%%
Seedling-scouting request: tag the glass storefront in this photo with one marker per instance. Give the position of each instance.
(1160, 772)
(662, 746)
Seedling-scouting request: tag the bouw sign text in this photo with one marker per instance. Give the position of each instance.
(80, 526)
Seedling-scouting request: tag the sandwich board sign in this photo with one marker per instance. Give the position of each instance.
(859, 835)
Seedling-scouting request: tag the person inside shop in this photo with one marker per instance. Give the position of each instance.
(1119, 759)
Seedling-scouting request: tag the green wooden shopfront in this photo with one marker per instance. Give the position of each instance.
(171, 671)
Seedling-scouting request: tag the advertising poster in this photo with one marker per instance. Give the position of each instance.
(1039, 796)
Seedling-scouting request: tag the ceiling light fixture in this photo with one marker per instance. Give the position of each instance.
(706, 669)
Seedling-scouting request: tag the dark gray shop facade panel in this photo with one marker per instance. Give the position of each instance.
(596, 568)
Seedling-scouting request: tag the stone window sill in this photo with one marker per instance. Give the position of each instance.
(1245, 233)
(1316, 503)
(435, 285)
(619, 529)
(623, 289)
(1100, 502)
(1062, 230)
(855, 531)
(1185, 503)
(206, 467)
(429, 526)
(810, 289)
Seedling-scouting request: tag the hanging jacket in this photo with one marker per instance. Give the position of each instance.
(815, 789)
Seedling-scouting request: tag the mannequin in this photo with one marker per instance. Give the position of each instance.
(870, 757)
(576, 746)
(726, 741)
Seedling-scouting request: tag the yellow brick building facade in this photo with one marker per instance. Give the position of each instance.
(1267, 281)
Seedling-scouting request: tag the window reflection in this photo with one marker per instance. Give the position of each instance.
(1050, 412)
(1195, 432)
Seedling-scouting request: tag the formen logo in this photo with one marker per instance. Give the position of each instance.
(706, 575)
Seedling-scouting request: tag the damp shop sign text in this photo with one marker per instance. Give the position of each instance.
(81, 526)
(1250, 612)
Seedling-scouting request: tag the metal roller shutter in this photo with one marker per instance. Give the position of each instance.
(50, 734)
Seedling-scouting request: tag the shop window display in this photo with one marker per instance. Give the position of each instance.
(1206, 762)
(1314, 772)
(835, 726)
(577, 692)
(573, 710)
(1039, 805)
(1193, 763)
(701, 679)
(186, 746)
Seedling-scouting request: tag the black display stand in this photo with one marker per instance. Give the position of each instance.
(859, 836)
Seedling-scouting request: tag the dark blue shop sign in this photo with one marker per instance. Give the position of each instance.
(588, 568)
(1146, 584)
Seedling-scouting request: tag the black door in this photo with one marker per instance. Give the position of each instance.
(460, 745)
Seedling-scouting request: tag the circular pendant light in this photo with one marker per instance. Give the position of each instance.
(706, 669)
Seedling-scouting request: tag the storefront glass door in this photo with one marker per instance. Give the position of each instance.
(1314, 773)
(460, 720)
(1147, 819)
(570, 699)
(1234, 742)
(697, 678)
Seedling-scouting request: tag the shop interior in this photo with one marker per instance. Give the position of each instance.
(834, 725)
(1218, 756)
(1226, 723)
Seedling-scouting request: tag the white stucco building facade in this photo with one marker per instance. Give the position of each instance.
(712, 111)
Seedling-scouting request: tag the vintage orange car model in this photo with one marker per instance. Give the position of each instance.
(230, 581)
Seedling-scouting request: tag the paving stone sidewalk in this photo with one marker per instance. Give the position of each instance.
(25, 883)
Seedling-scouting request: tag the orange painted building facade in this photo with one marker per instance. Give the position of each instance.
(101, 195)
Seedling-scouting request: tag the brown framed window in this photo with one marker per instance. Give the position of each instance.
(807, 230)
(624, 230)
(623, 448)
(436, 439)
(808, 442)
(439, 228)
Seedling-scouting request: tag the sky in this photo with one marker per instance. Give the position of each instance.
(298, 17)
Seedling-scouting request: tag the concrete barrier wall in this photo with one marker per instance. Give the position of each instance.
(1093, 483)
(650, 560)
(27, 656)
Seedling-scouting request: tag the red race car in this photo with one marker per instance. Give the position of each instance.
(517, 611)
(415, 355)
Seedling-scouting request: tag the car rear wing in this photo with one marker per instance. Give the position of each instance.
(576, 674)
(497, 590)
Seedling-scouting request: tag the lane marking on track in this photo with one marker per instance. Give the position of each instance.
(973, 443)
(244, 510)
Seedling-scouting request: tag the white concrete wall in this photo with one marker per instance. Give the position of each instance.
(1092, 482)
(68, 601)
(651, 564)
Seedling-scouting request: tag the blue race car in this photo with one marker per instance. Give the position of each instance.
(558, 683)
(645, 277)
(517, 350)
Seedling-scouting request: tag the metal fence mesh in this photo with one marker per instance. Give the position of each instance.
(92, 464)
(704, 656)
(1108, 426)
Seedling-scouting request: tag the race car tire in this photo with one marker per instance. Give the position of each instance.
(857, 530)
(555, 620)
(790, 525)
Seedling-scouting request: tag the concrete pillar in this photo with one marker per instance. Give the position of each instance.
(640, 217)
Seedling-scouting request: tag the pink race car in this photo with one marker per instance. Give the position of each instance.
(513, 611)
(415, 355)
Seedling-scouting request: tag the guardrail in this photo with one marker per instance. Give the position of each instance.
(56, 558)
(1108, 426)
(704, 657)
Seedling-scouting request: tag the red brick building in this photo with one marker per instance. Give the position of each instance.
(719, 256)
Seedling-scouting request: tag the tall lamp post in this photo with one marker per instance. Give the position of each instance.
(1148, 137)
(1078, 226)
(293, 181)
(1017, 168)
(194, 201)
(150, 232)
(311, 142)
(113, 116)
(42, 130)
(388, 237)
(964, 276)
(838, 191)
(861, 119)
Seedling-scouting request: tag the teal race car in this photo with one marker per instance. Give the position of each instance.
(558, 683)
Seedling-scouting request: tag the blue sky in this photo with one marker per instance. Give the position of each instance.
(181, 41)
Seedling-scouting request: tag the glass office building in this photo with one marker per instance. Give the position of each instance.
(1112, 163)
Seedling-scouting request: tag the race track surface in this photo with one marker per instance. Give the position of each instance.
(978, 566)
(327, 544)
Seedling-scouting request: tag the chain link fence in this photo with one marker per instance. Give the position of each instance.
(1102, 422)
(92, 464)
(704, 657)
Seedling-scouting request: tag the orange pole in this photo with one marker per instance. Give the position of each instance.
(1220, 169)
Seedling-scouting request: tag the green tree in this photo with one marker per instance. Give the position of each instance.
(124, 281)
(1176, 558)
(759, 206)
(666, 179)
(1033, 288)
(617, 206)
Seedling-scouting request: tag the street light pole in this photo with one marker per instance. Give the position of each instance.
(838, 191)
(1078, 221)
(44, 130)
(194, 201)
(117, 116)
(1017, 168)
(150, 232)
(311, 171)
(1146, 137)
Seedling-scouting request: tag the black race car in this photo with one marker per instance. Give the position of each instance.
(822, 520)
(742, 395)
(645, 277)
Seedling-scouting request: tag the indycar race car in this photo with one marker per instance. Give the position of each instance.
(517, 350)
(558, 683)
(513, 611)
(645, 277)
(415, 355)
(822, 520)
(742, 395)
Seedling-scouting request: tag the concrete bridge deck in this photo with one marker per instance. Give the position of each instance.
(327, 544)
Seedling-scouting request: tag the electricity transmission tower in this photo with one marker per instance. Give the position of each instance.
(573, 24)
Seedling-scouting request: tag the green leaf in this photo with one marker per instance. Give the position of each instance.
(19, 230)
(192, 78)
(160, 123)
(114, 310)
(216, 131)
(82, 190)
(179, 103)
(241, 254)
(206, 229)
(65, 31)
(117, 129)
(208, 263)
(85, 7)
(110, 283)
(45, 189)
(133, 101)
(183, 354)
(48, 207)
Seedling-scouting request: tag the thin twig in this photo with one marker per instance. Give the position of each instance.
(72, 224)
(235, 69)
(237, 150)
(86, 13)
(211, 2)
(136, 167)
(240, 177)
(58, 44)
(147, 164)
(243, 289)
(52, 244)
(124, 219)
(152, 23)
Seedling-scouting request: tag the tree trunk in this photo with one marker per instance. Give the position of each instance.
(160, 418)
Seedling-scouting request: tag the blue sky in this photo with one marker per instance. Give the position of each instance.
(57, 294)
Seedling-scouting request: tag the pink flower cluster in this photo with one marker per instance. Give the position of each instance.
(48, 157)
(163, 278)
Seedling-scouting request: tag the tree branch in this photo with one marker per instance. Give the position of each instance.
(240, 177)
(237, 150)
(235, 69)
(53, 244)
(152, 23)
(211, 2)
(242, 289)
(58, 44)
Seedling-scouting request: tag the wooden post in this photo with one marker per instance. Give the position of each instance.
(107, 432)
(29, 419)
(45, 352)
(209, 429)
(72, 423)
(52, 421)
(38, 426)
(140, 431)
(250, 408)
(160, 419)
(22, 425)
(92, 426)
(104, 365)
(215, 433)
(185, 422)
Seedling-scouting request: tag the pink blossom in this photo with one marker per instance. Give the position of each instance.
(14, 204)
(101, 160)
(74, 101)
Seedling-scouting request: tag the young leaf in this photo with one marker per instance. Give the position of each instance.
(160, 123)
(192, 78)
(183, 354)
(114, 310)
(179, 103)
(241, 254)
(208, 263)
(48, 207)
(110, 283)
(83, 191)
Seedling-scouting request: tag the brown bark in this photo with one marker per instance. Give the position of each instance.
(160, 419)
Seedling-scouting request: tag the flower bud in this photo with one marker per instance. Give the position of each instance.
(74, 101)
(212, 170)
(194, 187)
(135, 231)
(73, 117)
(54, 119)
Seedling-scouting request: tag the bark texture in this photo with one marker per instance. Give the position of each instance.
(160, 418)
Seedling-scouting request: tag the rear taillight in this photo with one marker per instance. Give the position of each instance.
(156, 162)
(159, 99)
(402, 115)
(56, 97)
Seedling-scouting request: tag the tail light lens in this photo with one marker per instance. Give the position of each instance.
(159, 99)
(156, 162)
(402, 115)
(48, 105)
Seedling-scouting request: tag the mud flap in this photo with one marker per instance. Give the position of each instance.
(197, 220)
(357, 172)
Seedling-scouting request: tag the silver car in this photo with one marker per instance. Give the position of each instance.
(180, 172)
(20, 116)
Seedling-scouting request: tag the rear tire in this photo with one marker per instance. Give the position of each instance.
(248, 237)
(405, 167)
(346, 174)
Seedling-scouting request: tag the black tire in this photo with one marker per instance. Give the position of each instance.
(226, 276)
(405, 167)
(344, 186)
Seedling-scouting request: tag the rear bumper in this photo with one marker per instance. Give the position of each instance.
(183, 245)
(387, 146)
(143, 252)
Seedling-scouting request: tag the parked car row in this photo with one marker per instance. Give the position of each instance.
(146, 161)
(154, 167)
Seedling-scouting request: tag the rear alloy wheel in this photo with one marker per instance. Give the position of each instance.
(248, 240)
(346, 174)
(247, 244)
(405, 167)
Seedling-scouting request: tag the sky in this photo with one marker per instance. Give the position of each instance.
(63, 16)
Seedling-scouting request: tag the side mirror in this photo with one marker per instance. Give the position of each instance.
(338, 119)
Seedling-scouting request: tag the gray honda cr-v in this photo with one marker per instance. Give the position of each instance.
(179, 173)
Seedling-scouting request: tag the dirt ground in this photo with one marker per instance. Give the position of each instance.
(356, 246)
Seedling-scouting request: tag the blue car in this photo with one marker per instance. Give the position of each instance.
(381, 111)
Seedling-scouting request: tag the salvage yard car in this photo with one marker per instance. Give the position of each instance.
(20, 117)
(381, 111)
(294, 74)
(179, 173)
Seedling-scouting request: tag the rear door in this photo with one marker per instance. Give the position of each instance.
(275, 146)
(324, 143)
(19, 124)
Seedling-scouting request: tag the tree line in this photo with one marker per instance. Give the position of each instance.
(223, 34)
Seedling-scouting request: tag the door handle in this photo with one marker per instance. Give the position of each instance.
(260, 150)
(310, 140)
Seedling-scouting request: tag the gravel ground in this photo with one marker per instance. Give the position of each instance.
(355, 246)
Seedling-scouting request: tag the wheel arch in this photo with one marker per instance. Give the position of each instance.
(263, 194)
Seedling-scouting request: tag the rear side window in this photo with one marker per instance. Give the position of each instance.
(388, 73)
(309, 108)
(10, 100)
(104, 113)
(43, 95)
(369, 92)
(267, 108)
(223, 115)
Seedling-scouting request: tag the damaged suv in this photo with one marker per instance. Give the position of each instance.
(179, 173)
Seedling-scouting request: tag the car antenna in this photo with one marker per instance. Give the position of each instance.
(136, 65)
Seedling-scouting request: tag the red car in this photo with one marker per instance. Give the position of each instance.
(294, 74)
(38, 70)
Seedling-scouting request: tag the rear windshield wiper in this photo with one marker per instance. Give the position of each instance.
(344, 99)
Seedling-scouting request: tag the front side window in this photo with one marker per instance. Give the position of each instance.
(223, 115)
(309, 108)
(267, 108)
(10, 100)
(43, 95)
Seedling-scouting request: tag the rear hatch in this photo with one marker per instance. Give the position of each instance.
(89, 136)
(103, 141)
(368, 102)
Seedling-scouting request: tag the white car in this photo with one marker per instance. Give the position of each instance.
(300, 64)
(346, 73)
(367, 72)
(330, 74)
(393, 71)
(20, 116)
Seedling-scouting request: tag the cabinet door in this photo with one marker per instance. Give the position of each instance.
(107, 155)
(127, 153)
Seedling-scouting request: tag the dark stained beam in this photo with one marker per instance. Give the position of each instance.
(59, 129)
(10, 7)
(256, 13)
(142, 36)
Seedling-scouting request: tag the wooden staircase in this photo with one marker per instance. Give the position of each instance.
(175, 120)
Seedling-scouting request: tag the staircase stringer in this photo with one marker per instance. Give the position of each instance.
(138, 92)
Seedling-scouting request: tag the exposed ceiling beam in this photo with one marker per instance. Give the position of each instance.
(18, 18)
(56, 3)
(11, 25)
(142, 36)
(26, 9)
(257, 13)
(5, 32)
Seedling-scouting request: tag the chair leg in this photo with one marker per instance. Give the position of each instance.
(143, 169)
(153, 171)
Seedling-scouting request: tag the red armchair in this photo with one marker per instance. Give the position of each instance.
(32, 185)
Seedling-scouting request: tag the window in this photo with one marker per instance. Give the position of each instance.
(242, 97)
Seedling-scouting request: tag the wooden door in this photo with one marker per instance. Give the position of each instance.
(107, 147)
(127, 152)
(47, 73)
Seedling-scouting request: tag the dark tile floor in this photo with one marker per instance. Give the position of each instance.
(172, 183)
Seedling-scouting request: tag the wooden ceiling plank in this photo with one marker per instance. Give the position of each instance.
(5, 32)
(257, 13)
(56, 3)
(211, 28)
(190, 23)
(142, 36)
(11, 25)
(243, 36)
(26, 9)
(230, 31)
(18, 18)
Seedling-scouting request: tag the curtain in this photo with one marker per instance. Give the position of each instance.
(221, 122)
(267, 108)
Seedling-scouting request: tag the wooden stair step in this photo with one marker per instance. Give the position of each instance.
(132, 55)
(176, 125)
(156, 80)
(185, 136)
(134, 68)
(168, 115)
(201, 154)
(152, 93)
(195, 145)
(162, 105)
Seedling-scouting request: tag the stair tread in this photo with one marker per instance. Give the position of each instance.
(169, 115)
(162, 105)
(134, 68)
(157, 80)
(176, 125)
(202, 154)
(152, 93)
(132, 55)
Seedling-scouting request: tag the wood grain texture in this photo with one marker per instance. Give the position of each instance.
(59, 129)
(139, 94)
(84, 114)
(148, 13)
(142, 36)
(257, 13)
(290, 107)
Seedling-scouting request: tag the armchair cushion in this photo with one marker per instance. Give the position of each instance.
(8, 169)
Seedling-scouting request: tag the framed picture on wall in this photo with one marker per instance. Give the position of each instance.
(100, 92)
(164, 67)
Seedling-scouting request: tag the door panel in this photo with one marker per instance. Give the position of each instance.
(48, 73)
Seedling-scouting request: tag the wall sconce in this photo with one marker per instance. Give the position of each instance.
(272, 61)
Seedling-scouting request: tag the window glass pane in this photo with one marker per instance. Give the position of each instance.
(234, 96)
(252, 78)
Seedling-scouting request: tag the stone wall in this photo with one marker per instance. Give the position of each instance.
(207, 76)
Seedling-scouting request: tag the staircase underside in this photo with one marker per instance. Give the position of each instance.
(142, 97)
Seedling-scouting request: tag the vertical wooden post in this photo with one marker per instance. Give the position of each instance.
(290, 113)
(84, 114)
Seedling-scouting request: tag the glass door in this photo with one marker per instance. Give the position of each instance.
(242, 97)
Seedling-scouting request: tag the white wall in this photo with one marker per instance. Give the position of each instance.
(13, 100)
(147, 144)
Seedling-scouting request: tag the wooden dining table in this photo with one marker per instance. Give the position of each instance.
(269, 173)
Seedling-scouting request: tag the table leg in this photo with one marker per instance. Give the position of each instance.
%%
:: Task to carry out ::
Please reproduce the lines above without alteration, beginning at the line that contains "Seedling-scouting request: tag the race car" and stopping after the line that contains "(1112, 163)".

:: Exercise answer ::
Seedling-scouting request: tag the race car tire in this photo with one marker per instance. Give the position of each instance.
(857, 530)
(555, 620)
(790, 525)
Seedling-scouting request: tag the concrete pillar in this photo with one marker per instance. Give the position of each instance.
(640, 217)
Seedling-scouting request: tag the pink race car in this photo with one marker per instance. Give the position of each instance.
(513, 611)
(415, 355)
Seedling-scouting request: tag the guardrail in this photo with one marker per instance. Give the position of each instance.
(56, 558)
(1108, 426)
(704, 657)
Seedling-scouting request: tag the red brick building in this photo with one marker per instance. Give the position of each instance.
(719, 256)
Seedling-scouting request: tag the tall lamp post in this photo with one marker per instance. Give the position of each instance.
(1148, 137)
(1078, 226)
(293, 181)
(1017, 168)
(194, 201)
(150, 232)
(311, 142)
(113, 116)
(42, 130)
(388, 237)
(964, 276)
(838, 191)
(861, 119)
Seedling-scouting request: tag the teal race car in this photo with one marker per instance. Give the position of each instance.
(558, 683)
Seedling-scouting request: tag the blue sky in this photo with one marker per instance. Give the position of each instance.
(181, 41)
Seedling-scouting request: tag the glass office building in this photo with one marker per instance. Give the position of each instance.
(1112, 163)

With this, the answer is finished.